---------- Data records

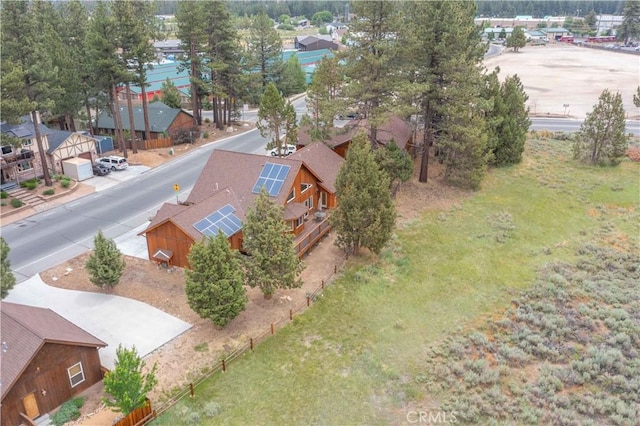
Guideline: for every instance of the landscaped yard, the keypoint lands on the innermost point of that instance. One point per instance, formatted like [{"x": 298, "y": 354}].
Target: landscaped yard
[{"x": 363, "y": 354}]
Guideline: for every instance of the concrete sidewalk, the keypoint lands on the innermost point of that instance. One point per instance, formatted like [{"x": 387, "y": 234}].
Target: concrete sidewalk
[{"x": 113, "y": 319}]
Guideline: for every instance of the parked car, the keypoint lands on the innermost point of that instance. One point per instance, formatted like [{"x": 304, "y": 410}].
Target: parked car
[
  {"x": 114, "y": 162},
  {"x": 100, "y": 169},
  {"x": 286, "y": 150}
]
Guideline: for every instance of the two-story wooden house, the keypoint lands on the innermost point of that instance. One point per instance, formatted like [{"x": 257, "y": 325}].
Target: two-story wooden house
[
  {"x": 45, "y": 359},
  {"x": 303, "y": 183},
  {"x": 23, "y": 163}
]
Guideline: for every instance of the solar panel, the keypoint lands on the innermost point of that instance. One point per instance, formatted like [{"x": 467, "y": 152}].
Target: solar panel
[
  {"x": 222, "y": 219},
  {"x": 20, "y": 132},
  {"x": 272, "y": 178}
]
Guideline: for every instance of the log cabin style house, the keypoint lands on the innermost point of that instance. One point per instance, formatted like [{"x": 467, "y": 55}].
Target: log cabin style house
[
  {"x": 46, "y": 360},
  {"x": 303, "y": 183}
]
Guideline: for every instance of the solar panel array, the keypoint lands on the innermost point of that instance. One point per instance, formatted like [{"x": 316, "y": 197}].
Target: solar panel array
[
  {"x": 20, "y": 132},
  {"x": 272, "y": 178},
  {"x": 222, "y": 219}
]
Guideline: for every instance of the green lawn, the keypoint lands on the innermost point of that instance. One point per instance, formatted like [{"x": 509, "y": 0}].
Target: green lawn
[{"x": 358, "y": 355}]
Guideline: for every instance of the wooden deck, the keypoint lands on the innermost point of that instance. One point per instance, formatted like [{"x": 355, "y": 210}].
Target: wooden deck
[{"x": 314, "y": 230}]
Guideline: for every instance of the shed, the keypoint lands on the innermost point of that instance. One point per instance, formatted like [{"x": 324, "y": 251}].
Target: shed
[{"x": 77, "y": 168}]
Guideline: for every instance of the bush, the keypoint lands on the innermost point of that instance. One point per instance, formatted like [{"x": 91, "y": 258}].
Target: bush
[{"x": 69, "y": 411}]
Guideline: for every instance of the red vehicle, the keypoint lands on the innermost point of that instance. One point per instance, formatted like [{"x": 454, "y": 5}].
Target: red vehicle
[{"x": 601, "y": 39}]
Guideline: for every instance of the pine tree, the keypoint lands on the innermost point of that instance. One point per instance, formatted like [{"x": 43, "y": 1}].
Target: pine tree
[
  {"x": 264, "y": 47},
  {"x": 169, "y": 94},
  {"x": 509, "y": 122},
  {"x": 7, "y": 279},
  {"x": 396, "y": 162},
  {"x": 602, "y": 139},
  {"x": 324, "y": 96},
  {"x": 26, "y": 31},
  {"x": 274, "y": 114},
  {"x": 128, "y": 384},
  {"x": 365, "y": 215},
  {"x": 372, "y": 61},
  {"x": 517, "y": 39},
  {"x": 223, "y": 61},
  {"x": 105, "y": 264},
  {"x": 452, "y": 81},
  {"x": 214, "y": 283},
  {"x": 272, "y": 262},
  {"x": 191, "y": 19}
]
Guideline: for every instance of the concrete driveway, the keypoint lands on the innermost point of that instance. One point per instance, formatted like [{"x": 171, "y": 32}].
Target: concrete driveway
[{"x": 113, "y": 319}]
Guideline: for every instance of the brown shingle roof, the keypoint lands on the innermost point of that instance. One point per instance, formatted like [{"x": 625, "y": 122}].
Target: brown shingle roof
[
  {"x": 229, "y": 178},
  {"x": 322, "y": 161},
  {"x": 25, "y": 329}
]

--------------------

§ Work to be completed
Copy every item above verbatim, leaving out the pictures.

§ Task result
Guideline: for every instance of the landscaped yard, the keypoint lands on the innermost point of that instance. One point per instance, formatted like [{"x": 298, "y": 354}].
Target: landscaped yard
[{"x": 363, "y": 354}]
Guideline: for every instance of the concrete sidewalk, the keypoint lands on the innermost point of that instance. One point per instance, formatted like [{"x": 387, "y": 234}].
Target: concrete sidewalk
[{"x": 113, "y": 319}]
Guideline: for every instance of the parked car, the keypoint lands on the innermost point of that instance. One point per instance, formatted like [{"x": 304, "y": 410}].
Target: parked car
[
  {"x": 114, "y": 162},
  {"x": 100, "y": 169},
  {"x": 286, "y": 150}
]
Guideline: for every instance of the two-story wooden house, the keypoint lands on the innermost point of that instance. One point per instance, formatted like [{"x": 257, "y": 325}].
Target: two-story wooden house
[
  {"x": 45, "y": 359},
  {"x": 303, "y": 183},
  {"x": 23, "y": 163}
]
Guideline: for every instance of the solar panel, the keypoint lands on the innermost point of that instance. One point per instance, formatted like [{"x": 467, "y": 152}].
Target: solar panel
[
  {"x": 222, "y": 219},
  {"x": 20, "y": 132},
  {"x": 272, "y": 178}
]
Guideline: for every instance of the log cabin style house, the keypoint lands on the innermost point of that instance. One point per instance, formatted like [{"x": 467, "y": 55}].
Target: log cabin style house
[
  {"x": 46, "y": 360},
  {"x": 303, "y": 183}
]
Guideline: for every instance of the solar panel array, the keypoint lands on the innermost point of that instance. One point per instance, formatted like [{"x": 316, "y": 197}].
Target: solar panel array
[
  {"x": 20, "y": 132},
  {"x": 272, "y": 178},
  {"x": 222, "y": 219}
]
Guideline: for every instance of the green lawn, the keypoint lands on the innermost point of that instance. One point per instance, formatted like [{"x": 509, "y": 0}].
Target: green lawn
[{"x": 358, "y": 355}]
Guideline: for every instance of the wooden deck, the keypoint lands on the innermost point of that instance. One point per instance, formatted like [{"x": 355, "y": 210}].
Target: wooden deck
[{"x": 314, "y": 230}]
Guideline: for every instance of the shed, the keypoint lands on the innermost point of that instance. One point per instance, formatted like [{"x": 324, "y": 251}].
Target: shed
[{"x": 77, "y": 168}]
Guideline: for every instance of the bush, the keypoint lands on the innermost point of that instance. One point per instance, formatted like [{"x": 91, "y": 258}].
Target: bush
[{"x": 69, "y": 411}]
Guideline: for every instance of the red vehicle, the keypoint lands on the innermost point of that instance. One point per instance, formatted like [{"x": 454, "y": 5}].
Target: red vehicle
[{"x": 601, "y": 39}]
Guideline: for every instance of the pine tree, the keypoint lands on the innermost point of that instance. One point per instance, formatted like [{"x": 43, "y": 1}].
Target: pine tree
[
  {"x": 264, "y": 47},
  {"x": 169, "y": 94},
  {"x": 509, "y": 122},
  {"x": 7, "y": 279},
  {"x": 396, "y": 162},
  {"x": 602, "y": 139},
  {"x": 324, "y": 96},
  {"x": 26, "y": 31},
  {"x": 274, "y": 114},
  {"x": 128, "y": 384},
  {"x": 365, "y": 215},
  {"x": 372, "y": 61},
  {"x": 517, "y": 39},
  {"x": 223, "y": 61},
  {"x": 105, "y": 264},
  {"x": 452, "y": 81},
  {"x": 214, "y": 283},
  {"x": 272, "y": 262},
  {"x": 191, "y": 19}
]
Guideline: for every instance of the concrete driveway, the keypoint lands on the innermost point of that instance. One point per instance, formatted like [{"x": 171, "y": 32}].
Target: concrete driveway
[{"x": 113, "y": 319}]
Guideline: for every instance of the brown shingle roof, the keypoint lands on the innermost point of that instance. One point per instance, formatted like [{"x": 625, "y": 122}].
Target: brown shingle roof
[
  {"x": 229, "y": 178},
  {"x": 322, "y": 161},
  {"x": 25, "y": 329}
]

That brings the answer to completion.